### Document extract
[BEGIN]

In the present study, a literature survey has been made to evaluate the status and identify the problems on uses of Indian waste coal. The study also aims at encouraging researchers to work towards the improvement of the present overview on Indian waste coal through suggestions and recommendations.
2 Availability of Coal in India
India is the world’s sixth-largest energy market in the world. The quantity of different quality of Indian coals depends on different conditions like standard of living, degree of commercial activities and different geological phenomena. In case of waste category coal washing is an important step for efficient industrial use. The production of waste category coal requires less ash content to minimize the formation of energy consuming. Percentage of moisture present in waste coal can affects the gasification process. In Indian waste coal moisture is between 7 and 13% (Dwivedi et al. 2018). The availability of Indian coal in different state listed in Table 1.
3 Characterization and Composition of Indian Waste Coal
3.1 Proximate and Ultimate Analysis
Chemical properties of Indian waste coal are an essential step to evaluate the alternative processing and recovery options of coal samples. It has two major steps first proximate analysis and second is ultimate analysis. The approximate values for proximate and ultimate analysis for Indian waste coal are described below as follows:
3.1.1 Proximate Analysis
With the help of proximate analysis, we can evaluate the amount of moisture, volatile matter, total ash and fixed carbon in any coal samples as shown in Table 2.

[END]

### Exercise task 1
Identify every line of the records that contains the string "dark", treating uppercase and lowercase as distinct.
The coal survey excerpt and the records come from unrelated sources.

### Data shown
[BEGIN]

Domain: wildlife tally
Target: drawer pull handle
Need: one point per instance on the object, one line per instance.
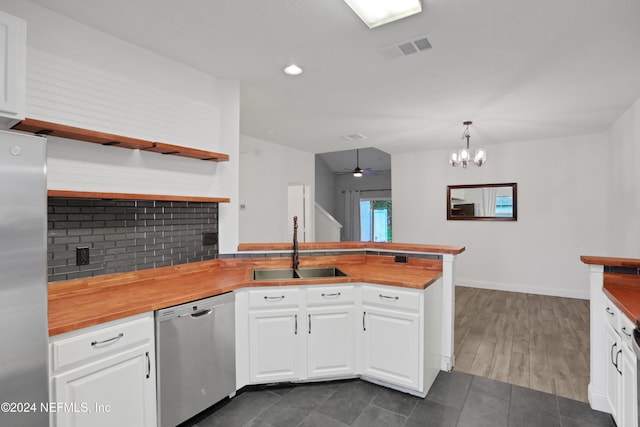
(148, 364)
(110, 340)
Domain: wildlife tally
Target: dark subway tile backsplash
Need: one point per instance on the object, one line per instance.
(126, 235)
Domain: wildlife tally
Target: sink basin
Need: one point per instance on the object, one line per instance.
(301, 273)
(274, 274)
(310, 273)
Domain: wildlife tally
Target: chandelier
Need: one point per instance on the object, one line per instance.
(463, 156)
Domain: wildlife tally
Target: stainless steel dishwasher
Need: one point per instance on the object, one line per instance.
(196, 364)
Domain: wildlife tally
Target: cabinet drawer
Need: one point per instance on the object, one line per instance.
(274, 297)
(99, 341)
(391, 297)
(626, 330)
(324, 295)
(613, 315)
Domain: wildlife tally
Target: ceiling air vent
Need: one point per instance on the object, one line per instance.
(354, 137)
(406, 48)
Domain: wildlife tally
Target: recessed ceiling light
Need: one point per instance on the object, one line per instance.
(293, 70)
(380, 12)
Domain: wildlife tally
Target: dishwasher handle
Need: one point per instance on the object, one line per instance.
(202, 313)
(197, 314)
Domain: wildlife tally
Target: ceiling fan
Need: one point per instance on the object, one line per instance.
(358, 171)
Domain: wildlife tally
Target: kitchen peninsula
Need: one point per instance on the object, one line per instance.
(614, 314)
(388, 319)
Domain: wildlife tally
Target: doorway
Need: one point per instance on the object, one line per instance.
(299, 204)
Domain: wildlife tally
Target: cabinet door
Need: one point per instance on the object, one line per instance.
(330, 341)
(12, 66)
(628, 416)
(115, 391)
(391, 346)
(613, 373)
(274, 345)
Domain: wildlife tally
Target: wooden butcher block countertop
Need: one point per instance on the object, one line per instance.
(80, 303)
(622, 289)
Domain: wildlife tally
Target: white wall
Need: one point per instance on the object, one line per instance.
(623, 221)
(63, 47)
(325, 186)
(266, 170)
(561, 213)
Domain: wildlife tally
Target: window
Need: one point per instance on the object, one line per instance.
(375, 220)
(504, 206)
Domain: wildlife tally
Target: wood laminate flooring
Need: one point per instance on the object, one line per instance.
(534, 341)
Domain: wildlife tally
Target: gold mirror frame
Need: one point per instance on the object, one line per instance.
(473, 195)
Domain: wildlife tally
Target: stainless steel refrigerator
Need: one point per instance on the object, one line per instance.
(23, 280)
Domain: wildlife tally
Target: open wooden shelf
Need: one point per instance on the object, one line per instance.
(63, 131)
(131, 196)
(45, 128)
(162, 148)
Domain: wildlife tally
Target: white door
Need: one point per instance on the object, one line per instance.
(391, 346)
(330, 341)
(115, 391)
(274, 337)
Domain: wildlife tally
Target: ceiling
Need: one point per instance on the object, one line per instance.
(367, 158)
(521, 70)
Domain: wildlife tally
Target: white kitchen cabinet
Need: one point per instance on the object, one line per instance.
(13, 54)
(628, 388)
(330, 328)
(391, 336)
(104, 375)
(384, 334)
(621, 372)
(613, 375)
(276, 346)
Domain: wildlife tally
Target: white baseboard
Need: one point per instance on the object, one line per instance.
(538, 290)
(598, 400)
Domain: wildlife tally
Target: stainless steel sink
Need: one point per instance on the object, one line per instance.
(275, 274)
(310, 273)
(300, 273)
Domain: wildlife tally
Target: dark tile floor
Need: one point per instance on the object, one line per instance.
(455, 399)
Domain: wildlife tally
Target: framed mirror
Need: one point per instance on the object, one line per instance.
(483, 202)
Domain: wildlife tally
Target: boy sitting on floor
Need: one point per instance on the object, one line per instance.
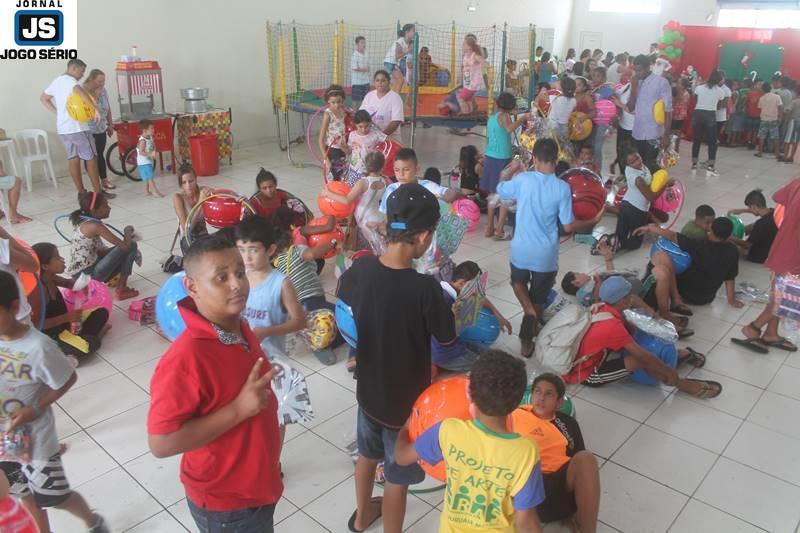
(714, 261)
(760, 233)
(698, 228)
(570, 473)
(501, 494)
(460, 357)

[END]

### Exercise task 2
According to the coal survey excerpt, what is the moisture range in Indian waste coal?

### Expected answer 1
Target: dark subway tile backsplash
Target: dark tile floor

### Expected answer 2
Between 7 and 13%.